Stored dataset entries:

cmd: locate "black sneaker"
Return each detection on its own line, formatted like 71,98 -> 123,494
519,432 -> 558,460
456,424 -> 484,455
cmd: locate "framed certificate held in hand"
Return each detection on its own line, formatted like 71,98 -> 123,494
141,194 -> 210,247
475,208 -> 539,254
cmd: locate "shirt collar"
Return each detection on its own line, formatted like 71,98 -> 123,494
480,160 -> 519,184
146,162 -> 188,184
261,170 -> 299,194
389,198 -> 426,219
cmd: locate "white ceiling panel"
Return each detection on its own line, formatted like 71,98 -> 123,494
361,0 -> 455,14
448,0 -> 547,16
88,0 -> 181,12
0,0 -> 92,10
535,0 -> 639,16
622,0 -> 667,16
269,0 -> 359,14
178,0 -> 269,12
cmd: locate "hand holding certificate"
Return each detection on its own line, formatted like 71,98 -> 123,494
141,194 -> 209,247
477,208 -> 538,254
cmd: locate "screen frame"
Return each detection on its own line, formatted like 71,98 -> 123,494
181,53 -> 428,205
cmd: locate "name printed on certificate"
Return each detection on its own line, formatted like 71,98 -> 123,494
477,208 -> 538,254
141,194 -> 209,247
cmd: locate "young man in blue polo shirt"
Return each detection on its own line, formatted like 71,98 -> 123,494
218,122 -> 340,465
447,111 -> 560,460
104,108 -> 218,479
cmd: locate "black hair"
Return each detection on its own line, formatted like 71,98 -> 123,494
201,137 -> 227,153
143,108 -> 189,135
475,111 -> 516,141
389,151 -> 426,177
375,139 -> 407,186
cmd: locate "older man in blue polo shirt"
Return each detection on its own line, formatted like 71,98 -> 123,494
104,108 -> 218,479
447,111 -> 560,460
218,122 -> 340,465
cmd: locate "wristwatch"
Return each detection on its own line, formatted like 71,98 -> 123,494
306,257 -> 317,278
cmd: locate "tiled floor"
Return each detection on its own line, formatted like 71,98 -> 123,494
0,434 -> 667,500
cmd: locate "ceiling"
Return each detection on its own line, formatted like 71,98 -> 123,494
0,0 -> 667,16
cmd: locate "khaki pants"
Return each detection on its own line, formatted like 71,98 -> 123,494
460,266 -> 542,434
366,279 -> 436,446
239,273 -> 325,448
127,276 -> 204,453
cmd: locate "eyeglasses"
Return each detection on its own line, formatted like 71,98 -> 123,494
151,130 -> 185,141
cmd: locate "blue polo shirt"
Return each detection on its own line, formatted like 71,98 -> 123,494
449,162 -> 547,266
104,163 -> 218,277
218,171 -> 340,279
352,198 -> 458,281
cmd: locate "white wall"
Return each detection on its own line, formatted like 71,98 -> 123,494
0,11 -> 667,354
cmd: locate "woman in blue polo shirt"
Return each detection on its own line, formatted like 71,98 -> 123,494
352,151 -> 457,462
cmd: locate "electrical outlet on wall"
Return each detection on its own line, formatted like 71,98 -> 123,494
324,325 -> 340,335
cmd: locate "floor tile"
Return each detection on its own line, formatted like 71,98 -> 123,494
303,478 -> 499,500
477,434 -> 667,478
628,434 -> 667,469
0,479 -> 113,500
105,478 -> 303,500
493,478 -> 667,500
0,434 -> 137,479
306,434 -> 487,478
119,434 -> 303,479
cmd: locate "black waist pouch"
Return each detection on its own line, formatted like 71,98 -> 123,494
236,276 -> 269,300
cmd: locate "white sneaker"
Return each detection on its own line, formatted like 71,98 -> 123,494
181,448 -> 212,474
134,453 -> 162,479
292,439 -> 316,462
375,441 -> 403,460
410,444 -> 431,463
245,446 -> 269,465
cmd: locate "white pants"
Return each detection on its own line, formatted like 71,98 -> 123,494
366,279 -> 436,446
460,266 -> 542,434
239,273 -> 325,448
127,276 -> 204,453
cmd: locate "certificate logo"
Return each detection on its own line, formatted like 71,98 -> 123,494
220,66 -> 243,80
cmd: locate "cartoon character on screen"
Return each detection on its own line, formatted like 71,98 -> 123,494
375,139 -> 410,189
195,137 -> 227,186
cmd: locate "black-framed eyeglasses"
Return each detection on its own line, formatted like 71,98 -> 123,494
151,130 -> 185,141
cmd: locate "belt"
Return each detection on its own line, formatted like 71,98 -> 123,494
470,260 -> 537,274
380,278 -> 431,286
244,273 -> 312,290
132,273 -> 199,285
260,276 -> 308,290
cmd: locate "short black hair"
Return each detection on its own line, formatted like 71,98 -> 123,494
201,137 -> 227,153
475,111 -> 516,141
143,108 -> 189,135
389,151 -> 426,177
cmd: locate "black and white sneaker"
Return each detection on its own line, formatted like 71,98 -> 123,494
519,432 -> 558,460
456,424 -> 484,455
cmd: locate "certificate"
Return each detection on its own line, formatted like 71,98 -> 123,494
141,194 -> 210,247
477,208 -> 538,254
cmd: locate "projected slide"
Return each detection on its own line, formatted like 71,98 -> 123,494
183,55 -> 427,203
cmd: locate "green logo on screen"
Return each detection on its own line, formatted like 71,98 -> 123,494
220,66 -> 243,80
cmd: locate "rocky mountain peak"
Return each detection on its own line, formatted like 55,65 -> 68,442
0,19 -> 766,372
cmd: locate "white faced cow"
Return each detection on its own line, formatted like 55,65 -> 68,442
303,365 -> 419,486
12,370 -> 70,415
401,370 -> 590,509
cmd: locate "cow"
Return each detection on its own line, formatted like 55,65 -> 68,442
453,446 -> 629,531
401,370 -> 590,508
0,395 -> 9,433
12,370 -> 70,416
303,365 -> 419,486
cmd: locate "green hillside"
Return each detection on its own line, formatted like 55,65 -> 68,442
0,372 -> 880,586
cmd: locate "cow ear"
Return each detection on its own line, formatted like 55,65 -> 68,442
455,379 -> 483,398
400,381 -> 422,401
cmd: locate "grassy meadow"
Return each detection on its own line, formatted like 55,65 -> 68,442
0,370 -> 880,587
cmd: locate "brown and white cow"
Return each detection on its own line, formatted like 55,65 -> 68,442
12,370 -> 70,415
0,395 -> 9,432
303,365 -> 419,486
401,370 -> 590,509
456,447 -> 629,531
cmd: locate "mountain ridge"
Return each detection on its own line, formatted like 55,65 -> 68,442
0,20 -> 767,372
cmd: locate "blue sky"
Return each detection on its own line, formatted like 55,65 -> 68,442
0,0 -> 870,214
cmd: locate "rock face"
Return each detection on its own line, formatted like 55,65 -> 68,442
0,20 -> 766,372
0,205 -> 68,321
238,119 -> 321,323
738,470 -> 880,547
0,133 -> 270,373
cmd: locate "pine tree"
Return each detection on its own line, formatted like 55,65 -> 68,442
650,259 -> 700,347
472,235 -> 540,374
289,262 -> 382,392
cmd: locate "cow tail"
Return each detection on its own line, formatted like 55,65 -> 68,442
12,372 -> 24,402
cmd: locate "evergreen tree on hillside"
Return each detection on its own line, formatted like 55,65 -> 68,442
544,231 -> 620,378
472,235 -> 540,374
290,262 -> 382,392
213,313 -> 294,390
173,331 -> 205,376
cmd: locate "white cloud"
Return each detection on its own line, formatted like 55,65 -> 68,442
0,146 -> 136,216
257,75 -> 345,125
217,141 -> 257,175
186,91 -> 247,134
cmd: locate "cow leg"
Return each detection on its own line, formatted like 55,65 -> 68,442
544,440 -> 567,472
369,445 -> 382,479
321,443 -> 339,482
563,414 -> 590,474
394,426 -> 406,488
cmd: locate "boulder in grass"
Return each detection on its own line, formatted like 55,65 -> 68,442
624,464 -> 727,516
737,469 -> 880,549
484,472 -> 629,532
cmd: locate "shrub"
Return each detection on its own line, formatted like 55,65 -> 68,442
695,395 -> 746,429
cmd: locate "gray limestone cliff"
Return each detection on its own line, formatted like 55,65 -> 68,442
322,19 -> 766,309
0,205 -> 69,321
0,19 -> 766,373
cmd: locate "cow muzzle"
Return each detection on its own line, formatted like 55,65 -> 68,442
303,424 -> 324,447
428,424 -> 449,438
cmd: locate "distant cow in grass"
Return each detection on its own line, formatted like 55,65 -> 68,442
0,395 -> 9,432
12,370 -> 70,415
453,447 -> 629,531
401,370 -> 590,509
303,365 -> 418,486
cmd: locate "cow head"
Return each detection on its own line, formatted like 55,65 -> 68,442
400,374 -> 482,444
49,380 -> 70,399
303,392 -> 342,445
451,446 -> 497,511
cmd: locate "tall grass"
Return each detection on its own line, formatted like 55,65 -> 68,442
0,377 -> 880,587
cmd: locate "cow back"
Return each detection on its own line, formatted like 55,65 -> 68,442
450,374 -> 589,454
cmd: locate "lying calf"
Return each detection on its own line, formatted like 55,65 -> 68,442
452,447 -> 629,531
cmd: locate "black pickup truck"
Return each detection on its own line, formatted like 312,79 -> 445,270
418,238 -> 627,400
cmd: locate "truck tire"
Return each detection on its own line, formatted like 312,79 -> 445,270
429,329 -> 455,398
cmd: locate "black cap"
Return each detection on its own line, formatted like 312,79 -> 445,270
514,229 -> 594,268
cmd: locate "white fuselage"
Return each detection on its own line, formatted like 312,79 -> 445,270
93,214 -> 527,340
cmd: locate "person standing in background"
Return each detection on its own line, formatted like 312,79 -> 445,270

*What the exercise asks:* Quote verbatim everything from the start of the entries above down to and including the line containing "389,198 -> 426,219".

*Result below:*
cmd: locate "black sneaker"
Return each detection on its own line, formatted like 71,98 -> 123,494
519,432 -> 558,460
456,424 -> 484,455
cmd: locate "framed certificate held in hand"
Return each detection on its own line, formatted like 71,98 -> 123,494
141,194 -> 210,247
475,208 -> 539,254
cmd: locate "shirt collar"
Return each detection on its own line, formatted like 71,98 -> 123,494
480,160 -> 519,184
146,162 -> 188,184
261,170 -> 299,194
389,198 -> 426,219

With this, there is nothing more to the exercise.